ABOUT THIS TASK
The lines from the one containing "Mark the region of every instance of the golden" through the final line of the data below must be written out exactly, both included, and nothing more.

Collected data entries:
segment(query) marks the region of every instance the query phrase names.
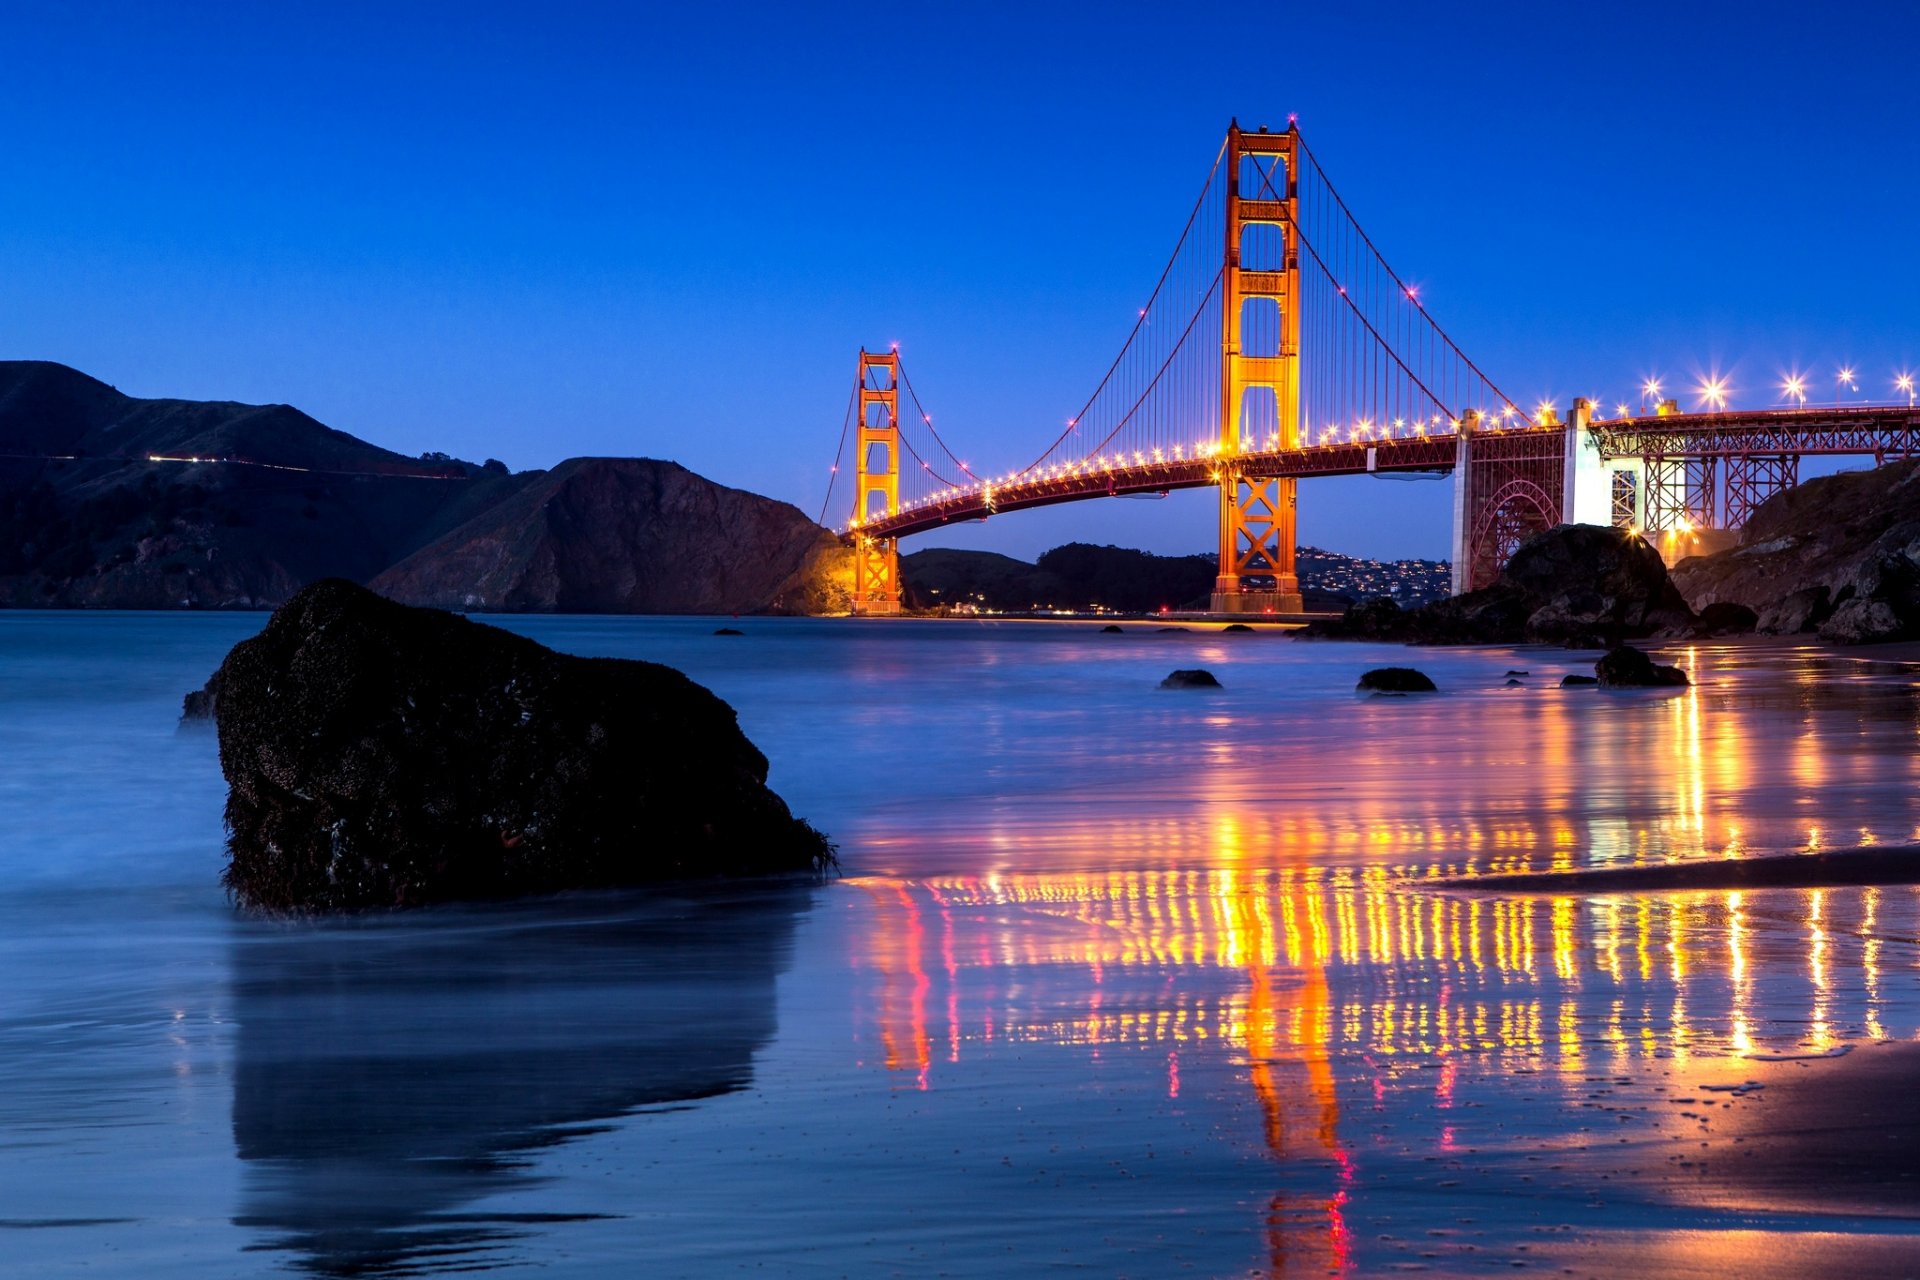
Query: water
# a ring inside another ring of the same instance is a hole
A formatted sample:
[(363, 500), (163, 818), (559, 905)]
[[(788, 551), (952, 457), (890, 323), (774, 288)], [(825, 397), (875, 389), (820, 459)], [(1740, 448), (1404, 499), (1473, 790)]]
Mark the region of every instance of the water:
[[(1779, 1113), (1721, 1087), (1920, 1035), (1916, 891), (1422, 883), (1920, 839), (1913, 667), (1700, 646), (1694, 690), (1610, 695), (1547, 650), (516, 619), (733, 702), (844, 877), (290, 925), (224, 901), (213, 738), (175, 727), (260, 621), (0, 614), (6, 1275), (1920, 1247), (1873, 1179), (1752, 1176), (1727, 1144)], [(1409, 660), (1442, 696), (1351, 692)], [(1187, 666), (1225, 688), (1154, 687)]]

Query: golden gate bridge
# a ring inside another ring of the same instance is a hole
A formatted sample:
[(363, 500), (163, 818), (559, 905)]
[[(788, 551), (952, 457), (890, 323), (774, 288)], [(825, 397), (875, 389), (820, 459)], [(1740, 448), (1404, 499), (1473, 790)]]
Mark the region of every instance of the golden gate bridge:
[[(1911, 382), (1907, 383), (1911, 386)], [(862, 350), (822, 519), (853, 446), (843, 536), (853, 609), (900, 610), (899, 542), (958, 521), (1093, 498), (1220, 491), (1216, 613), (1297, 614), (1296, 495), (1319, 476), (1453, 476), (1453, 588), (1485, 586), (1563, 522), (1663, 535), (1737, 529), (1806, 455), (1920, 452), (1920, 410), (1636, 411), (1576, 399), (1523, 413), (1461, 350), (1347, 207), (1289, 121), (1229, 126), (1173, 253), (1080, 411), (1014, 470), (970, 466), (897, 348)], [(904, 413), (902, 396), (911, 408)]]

SOLVED EXERCISE
Mark the region of every instance of the golden gate bridge:
[[(1911, 382), (1907, 383), (1911, 386)], [(862, 350), (822, 519), (853, 446), (843, 536), (853, 609), (900, 610), (899, 542), (958, 521), (1093, 498), (1220, 491), (1216, 613), (1297, 614), (1296, 495), (1319, 476), (1453, 476), (1453, 588), (1485, 586), (1563, 522), (1663, 535), (1737, 529), (1806, 455), (1920, 452), (1920, 410), (1636, 411), (1576, 399), (1523, 413), (1461, 350), (1347, 207), (1289, 121), (1229, 126), (1173, 253), (1080, 411), (1014, 470), (970, 466), (897, 348)], [(904, 413), (902, 396), (911, 408)]]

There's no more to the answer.